** Start TEXT EXTRACT **

ØØ Void (pronounced in interviews as "double-O void") is the first studio album by Sunn O))). The album was recorded on 24 track 2" tape at Grandmaster Studios in Hollywood, a large step forward in production values from the band's demo recording The Grimmrobe Demos.

The third track, "Rabbits' Revenge", is an interpretation of an obscure Melvins' song that was only played live during their early years. A sample of a live performance of the original song can be heard past the five minute mark.

The album was originally released in 2000, by Hydra Head in the USA, and by Rise Above in Europe and the United Kingdom. In 2008, ØØ Void was reissued and released in Japan only, through the Japanese record label Daymare Recordings. The reissue was a two-disc set, with the first disc containing all of the original tracks from ØØ Void and the second disc containing a collaboration between Sunn O))) and the experimental/industrial group Nurse with Wound. The album was re-released in the original single-disc format in 2011 by Southern Lord Recordings, with new album artwork by Stephen Kasner.

** End TEXT EXTRACT **

STATED EXERCISE 1:
Decide whether each statement agrees with the ØØ Void text. Answer yes or no, and quote the deciding words.
(a) The album was recorded at Grandmaster Studios in Hollywood.
(b) The 2008 reissue came out in Europe.
(c) The 2011 re-release was a two-disc set.
STATED EXERCISE 2:
According to the ØØ Void text, which label released the album in the USA in 2000?
STATED EXERCISE 3:
Reproduce the part of the ØØ Void text that starts at "The album was originally" and ends at "by Stephen Kasner.".
The lines that come after the ØØ Void text are not needed for this work.

** Start RECORD EXCERPTS **

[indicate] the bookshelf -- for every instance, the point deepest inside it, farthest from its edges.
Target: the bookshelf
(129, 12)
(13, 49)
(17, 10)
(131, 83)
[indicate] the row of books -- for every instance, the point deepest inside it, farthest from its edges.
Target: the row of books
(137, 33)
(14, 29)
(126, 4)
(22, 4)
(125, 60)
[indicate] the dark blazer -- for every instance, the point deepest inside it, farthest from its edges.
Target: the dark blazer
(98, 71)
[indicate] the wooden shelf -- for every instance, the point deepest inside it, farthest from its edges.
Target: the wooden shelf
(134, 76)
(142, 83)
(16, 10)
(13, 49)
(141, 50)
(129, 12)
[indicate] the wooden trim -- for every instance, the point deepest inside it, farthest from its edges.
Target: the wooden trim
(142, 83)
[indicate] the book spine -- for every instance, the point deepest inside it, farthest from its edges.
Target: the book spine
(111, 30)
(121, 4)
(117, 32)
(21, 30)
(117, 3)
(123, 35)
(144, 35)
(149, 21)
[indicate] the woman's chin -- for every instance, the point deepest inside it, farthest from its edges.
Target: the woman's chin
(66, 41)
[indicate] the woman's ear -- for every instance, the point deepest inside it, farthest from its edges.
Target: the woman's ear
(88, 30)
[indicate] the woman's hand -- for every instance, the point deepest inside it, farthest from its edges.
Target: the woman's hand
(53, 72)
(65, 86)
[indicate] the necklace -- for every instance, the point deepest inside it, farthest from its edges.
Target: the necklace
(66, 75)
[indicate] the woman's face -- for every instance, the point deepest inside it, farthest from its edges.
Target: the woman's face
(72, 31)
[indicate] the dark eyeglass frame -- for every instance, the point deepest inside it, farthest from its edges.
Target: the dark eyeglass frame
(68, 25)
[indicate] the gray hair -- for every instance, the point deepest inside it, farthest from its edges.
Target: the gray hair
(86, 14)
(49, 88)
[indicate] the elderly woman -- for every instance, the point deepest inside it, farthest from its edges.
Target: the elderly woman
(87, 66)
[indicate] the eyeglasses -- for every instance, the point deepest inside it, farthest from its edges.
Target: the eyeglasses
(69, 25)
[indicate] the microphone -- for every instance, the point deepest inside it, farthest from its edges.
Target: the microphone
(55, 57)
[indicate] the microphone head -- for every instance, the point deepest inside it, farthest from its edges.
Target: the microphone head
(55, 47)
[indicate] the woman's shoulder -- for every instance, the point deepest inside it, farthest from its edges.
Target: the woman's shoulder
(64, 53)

** End RECORD EXCERPTS **
** Start RECORD EXCERPTS **

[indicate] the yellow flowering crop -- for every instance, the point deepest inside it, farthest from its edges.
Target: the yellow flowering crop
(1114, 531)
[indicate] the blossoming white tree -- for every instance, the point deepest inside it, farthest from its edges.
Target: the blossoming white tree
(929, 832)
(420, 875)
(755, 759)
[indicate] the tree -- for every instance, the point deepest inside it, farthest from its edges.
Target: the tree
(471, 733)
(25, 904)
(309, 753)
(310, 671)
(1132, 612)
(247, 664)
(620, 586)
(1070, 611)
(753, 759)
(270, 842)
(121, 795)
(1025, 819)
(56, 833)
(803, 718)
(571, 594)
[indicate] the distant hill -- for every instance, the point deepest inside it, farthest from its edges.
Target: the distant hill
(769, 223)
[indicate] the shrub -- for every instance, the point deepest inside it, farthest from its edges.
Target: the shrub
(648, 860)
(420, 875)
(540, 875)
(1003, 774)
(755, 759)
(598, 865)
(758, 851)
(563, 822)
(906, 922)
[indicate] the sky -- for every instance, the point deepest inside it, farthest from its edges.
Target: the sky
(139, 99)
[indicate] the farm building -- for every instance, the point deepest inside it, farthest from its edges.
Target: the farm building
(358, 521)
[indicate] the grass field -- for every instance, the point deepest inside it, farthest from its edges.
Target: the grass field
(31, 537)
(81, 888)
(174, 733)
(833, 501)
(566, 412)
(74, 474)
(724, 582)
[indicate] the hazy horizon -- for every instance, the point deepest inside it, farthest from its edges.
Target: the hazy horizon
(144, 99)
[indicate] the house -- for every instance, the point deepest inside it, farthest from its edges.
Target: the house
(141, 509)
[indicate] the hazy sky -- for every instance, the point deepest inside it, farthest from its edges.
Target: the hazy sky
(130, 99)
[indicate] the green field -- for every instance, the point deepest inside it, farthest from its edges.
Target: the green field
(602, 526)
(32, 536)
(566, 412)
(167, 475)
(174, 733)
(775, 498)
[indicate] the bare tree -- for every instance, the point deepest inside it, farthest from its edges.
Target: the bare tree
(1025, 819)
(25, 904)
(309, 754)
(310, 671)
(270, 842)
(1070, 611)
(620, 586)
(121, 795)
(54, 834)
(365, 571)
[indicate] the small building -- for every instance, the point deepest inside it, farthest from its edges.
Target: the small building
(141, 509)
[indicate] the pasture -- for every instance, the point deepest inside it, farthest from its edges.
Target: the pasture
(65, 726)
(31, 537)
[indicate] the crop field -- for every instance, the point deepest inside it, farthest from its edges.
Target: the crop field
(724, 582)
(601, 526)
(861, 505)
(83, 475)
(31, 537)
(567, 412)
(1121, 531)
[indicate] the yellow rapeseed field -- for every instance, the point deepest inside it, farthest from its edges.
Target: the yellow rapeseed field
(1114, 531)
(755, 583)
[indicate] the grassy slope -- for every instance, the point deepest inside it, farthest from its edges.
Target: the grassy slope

** End RECORD EXCERPTS **
** Start RECORD EXCERPTS **

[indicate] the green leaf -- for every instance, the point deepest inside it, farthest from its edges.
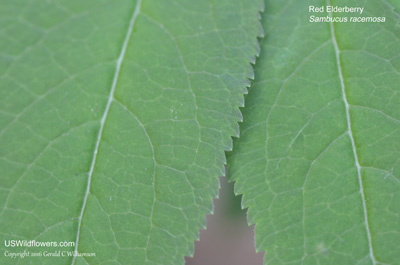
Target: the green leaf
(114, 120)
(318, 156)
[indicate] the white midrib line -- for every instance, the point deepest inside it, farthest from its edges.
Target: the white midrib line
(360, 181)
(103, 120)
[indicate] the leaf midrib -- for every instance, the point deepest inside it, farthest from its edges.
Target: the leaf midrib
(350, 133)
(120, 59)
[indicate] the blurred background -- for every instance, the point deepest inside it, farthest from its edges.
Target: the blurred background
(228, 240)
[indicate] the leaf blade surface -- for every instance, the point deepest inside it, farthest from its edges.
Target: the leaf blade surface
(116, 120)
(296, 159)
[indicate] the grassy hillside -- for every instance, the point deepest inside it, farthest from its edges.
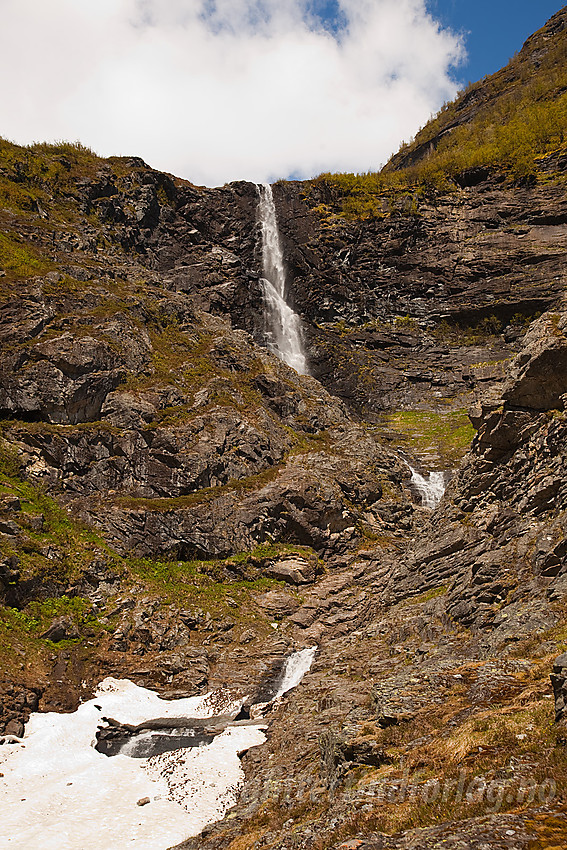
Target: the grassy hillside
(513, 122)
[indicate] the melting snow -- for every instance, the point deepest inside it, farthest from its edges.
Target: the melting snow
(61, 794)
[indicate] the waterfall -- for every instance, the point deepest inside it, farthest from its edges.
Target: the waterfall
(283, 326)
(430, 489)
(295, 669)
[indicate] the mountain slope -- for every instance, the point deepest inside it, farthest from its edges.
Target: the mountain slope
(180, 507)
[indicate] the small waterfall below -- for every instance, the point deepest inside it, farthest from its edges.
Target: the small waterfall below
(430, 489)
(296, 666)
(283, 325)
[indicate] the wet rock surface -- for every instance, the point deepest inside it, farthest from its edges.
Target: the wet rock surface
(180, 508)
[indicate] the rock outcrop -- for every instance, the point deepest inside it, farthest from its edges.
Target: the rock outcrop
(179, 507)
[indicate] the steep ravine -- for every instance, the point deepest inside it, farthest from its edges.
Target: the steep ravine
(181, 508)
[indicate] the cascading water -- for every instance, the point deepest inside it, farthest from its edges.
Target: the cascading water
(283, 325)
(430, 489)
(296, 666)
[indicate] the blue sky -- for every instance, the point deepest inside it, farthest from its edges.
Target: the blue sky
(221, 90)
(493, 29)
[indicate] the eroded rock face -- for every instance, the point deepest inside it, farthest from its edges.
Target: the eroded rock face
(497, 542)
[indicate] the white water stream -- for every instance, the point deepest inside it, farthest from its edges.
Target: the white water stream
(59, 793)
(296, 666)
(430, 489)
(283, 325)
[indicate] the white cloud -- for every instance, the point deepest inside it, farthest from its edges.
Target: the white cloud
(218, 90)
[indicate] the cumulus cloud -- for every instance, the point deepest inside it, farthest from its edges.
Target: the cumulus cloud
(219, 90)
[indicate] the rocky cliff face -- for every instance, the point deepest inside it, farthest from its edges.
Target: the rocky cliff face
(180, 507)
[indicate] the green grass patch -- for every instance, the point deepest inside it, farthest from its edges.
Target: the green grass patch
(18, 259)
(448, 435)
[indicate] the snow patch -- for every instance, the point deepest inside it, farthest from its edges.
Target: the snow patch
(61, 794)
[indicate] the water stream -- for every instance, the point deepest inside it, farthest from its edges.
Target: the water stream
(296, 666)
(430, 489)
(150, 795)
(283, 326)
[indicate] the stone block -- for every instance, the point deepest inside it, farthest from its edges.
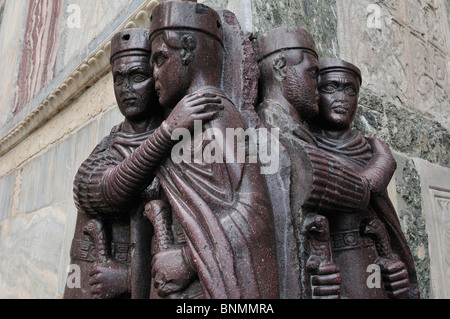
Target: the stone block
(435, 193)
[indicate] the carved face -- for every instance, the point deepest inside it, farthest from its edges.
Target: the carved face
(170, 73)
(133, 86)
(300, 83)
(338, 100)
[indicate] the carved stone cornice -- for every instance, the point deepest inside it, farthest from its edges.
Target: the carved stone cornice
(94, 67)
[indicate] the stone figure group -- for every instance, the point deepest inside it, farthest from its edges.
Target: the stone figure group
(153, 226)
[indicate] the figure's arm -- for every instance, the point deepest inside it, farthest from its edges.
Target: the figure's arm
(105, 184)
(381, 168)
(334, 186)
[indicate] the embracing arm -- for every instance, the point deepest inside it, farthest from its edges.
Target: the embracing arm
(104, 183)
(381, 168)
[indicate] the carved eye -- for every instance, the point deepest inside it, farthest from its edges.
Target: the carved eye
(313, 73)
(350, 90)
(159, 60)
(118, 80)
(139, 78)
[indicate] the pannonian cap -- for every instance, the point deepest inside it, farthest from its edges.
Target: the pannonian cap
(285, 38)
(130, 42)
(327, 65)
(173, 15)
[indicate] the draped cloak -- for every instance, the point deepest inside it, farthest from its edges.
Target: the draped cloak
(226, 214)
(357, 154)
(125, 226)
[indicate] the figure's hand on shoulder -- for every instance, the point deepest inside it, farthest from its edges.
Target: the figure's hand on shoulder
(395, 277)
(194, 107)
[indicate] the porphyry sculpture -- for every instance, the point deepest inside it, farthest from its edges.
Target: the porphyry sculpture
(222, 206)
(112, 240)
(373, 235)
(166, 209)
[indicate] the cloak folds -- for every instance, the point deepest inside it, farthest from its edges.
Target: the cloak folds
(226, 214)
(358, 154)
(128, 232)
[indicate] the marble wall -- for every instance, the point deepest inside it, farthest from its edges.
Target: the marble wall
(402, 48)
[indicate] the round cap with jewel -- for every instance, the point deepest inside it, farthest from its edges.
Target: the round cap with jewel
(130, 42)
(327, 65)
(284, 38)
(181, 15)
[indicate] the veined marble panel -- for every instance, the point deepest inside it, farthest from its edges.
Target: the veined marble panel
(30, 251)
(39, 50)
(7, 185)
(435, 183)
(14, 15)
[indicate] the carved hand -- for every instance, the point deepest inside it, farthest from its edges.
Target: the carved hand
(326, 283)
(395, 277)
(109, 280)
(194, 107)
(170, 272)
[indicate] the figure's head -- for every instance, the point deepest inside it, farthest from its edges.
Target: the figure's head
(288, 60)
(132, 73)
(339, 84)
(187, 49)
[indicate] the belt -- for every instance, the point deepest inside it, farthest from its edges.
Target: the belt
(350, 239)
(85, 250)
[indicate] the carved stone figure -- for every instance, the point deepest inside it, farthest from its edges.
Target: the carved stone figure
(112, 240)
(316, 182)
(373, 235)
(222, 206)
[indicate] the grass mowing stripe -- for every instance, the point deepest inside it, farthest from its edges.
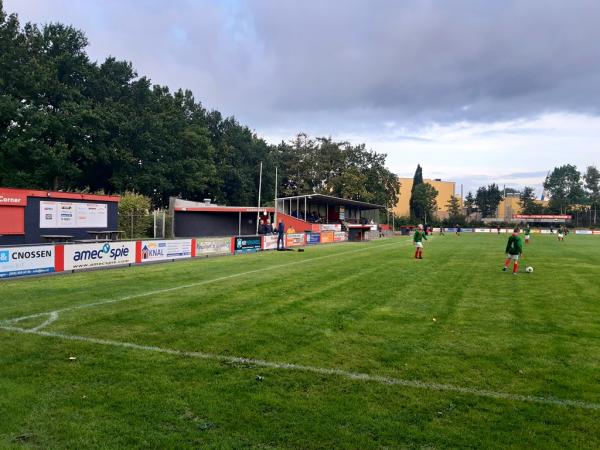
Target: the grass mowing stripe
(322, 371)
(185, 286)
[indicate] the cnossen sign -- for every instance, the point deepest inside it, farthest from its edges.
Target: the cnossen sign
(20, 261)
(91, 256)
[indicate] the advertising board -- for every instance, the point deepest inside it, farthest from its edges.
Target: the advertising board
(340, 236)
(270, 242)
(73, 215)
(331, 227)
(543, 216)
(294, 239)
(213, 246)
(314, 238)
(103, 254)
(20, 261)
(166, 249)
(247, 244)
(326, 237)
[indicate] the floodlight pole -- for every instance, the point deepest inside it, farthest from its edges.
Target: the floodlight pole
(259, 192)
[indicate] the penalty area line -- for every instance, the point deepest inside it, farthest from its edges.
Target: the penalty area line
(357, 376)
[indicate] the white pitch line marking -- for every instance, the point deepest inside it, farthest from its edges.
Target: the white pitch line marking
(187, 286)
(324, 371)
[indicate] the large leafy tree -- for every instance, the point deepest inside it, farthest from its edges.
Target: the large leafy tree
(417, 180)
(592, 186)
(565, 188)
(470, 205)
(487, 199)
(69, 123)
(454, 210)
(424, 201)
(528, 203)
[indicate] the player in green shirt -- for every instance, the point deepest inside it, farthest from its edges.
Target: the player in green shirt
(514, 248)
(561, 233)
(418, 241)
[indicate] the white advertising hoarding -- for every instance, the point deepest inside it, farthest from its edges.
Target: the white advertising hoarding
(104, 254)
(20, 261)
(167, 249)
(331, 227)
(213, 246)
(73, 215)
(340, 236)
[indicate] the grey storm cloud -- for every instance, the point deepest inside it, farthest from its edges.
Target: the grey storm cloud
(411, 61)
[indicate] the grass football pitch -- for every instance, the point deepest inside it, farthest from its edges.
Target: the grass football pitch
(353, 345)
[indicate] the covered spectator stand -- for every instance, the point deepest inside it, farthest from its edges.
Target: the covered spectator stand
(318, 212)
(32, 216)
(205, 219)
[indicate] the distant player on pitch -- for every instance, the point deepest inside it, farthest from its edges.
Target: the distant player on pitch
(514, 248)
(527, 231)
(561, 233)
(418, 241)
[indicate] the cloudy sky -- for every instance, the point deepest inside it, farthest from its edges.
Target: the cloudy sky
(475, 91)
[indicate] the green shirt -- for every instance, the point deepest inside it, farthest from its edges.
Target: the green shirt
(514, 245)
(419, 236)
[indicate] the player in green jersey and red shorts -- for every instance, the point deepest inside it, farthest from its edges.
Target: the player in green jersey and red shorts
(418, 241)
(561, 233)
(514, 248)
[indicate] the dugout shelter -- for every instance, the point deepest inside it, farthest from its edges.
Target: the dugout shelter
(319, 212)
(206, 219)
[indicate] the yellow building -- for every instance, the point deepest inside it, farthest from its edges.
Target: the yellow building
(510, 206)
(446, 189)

** End RECORD EXCERPTS **

ANSWER 1:
(a) Yes: "at Grandmaster Studios in Hollywood"
(b) No: "released in Japan only"
(c) No: "in the original single-disc format in 2011"

ANSWER 2:
Hydra Head.

ANSWER 3:
The album was originally released in 2000, by Hydra Head in the USA, and by Rise Above in Europe and the United Kingdom. In 2008, ØØ Void was reissued and released in Japan only, through the Japanese record label Daymare Recordings. The reissue was a two-disc set, with the first disc containing all of the original tracks from ØØ Void and the second disc containing a collaboration between Sunn O))) and the experimental/industrial group Nurse with Wound. The album was re-released in the original single-disc format in 2011 by Southern Lord Recordings, with new album artwork by Stephen Kasner.